## Required work
Write out all of the data without omission, exactly as shown.
========================
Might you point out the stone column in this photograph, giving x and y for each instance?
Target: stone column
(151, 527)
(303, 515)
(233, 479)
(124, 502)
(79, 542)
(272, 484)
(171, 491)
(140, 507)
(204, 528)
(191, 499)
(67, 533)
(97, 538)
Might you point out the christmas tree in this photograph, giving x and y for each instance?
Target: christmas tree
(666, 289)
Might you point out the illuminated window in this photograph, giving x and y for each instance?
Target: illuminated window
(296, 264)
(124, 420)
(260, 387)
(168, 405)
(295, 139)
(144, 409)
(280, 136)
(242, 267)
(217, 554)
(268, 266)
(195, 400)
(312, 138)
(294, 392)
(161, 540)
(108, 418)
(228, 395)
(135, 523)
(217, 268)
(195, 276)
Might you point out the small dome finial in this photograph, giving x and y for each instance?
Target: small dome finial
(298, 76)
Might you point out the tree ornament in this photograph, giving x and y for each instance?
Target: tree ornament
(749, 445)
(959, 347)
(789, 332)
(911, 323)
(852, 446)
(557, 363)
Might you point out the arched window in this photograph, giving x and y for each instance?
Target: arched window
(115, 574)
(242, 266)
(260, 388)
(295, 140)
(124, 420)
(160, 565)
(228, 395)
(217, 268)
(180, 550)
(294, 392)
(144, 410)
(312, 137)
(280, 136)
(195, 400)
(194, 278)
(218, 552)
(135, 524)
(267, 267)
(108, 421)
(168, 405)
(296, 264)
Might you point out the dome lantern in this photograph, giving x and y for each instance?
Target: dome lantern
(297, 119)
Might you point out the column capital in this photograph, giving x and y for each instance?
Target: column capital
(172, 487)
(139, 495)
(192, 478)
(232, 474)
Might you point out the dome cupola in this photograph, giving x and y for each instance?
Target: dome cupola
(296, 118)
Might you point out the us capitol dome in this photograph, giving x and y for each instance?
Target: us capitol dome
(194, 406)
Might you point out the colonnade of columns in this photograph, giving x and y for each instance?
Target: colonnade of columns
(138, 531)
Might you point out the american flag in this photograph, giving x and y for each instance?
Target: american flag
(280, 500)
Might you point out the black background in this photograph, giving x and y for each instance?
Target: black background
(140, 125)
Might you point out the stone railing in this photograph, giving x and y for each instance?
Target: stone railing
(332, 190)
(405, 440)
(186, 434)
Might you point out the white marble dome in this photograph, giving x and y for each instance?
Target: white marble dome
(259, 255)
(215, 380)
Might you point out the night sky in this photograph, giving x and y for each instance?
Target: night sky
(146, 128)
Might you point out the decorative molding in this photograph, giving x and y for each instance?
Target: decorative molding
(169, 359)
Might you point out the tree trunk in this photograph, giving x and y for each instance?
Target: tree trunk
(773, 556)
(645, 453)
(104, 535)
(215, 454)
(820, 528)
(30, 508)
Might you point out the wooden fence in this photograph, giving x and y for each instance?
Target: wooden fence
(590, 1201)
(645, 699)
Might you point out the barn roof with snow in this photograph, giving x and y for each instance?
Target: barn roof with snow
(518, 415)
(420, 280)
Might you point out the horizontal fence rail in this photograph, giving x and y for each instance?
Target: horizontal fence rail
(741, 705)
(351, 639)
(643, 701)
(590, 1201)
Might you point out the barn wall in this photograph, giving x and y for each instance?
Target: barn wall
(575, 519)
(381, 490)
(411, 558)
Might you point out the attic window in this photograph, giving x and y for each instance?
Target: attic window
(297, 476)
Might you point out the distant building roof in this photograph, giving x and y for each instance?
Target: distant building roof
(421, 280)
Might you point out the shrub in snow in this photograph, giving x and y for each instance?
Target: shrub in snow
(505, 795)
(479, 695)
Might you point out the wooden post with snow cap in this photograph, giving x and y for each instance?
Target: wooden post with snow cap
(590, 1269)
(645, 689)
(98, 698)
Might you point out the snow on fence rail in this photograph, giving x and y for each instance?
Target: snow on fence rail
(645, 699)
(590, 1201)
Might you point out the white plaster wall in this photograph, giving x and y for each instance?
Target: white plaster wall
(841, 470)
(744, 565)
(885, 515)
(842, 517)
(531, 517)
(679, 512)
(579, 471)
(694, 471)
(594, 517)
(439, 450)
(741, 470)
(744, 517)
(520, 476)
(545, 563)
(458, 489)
========================
## Exercise solution
Might you point out the stone column in this photograph, giving x and y for each instance?
Target: stone column
(151, 527)
(303, 515)
(233, 479)
(124, 502)
(79, 542)
(272, 484)
(171, 491)
(140, 507)
(204, 528)
(191, 499)
(67, 533)
(97, 538)
Might you point out the christmas tree in this photograph, giving x and y for each instance?
Target: christmas tree
(666, 289)
Might you point out the illuminated window in this photograph, giving x and y for each instance?
Target: illuminated window
(296, 264)
(124, 420)
(260, 387)
(168, 405)
(295, 139)
(144, 409)
(280, 136)
(242, 267)
(217, 554)
(268, 266)
(195, 400)
(312, 138)
(294, 392)
(161, 540)
(108, 418)
(228, 395)
(135, 523)
(217, 268)
(195, 276)
Might you point out the small dome finial in this photograph, giving x and y for each instance?
Target: small dome finial
(298, 76)
Might you point out the tree ornament in this photograph, giving x and y for each instance?
Target: tree ornament
(749, 445)
(959, 347)
(789, 332)
(911, 323)
(852, 446)
(557, 363)
Might you point out the arched window in this photograph, giving x and y for each instance?
Target: arched window
(115, 574)
(242, 266)
(260, 388)
(295, 140)
(124, 420)
(160, 565)
(228, 395)
(217, 268)
(180, 550)
(294, 392)
(144, 410)
(312, 137)
(280, 136)
(195, 400)
(194, 278)
(218, 552)
(135, 524)
(267, 267)
(108, 421)
(168, 405)
(296, 264)
Might you point out the dome lantern in this photograph, giving x and y for each instance?
Target: dome lantern
(297, 119)
Might you point out the column capital in this photograph, giving x and y for each instance?
Target: column capital
(172, 487)
(139, 495)
(192, 478)
(232, 474)
Might you point out the dome cupola in this photograph, giving x and y for each instance?
Target: dome cupola
(296, 118)
Might you point out the us capitol dome in this photograph, giving x and y for each instance?
Target: us capitol dome
(194, 406)
Might you point out the colonnade of columns in this photograph, giving x and y for each instance?
Target: colonnade of columns
(138, 531)
Might you point out the american flag in this photograph, giving x and y for each instance?
Target: american flag
(280, 500)
Might you point out the black background in this photograph, giving x and y for each instance?
Target: black background
(140, 125)
Might you point out the stone railing in this photograph, giving x and y for each instance?
Target: stone railing
(332, 190)
(405, 440)
(186, 434)
Might you point out the white marble dome in this photograph, giving x and y for each instance?
Target: white marble dome
(259, 255)
(215, 380)
Might you point out the night sky in this photograph, giving x and y for each instance?
Target: night sky
(146, 128)
Might you point out the decorative molding in this photograph, giving x and y for each instance?
Target: decorative molding
(169, 359)
Might you point out the tree trunk in this photograph, giving x and y for each instance?
Target: tree trunk
(773, 556)
(645, 453)
(104, 535)
(215, 454)
(820, 528)
(30, 508)
Might you point out the wooden fence in this photograph, giving x and y for each instance?
Target: wooden fence
(590, 1201)
(645, 699)
Might you point out the barn roof with snow in this photograph, giving x and y for each instance?
Target: barn roof with snow
(518, 415)
(420, 280)
Might you point out the horizontal fence rail in this photograph, giving x and y for each instance?
Target: horizontal fence rail
(741, 705)
(351, 639)
(643, 701)
(590, 1201)
Might you point out the barn wall in this photograph, giving x and y for each instance?
Target: barn wall
(575, 519)
(381, 490)
(411, 558)
Might you point out the attic window in this photograph, giving x and y for each instance?
Target: attic window
(297, 476)
Might you point out the distant building roof in this photograph, giving x and y for each instance?
Target: distant building roof
(421, 280)
Might you point out the shrub in snow in this photograph, giving x and y for each instance?
Target: shrub in snow
(505, 795)
(479, 695)
Might you point out the wooden post with snow cap in this photograph, giving x and y for each instance?
Target: wooden post with snow cap
(590, 1269)
(645, 689)
(98, 698)
Might you point out the snow on fence rail in this photograph, giving x and y for each instance?
Target: snow on fence rail
(645, 699)
(590, 1201)
Might you point out the white plaster wall in this photograph, giving x and y for each instance?
Target: white plaster wall
(841, 470)
(744, 565)
(885, 515)
(842, 517)
(531, 517)
(679, 512)
(579, 471)
(694, 471)
(594, 517)
(439, 450)
(741, 470)
(744, 517)
(520, 476)
(545, 563)
(458, 489)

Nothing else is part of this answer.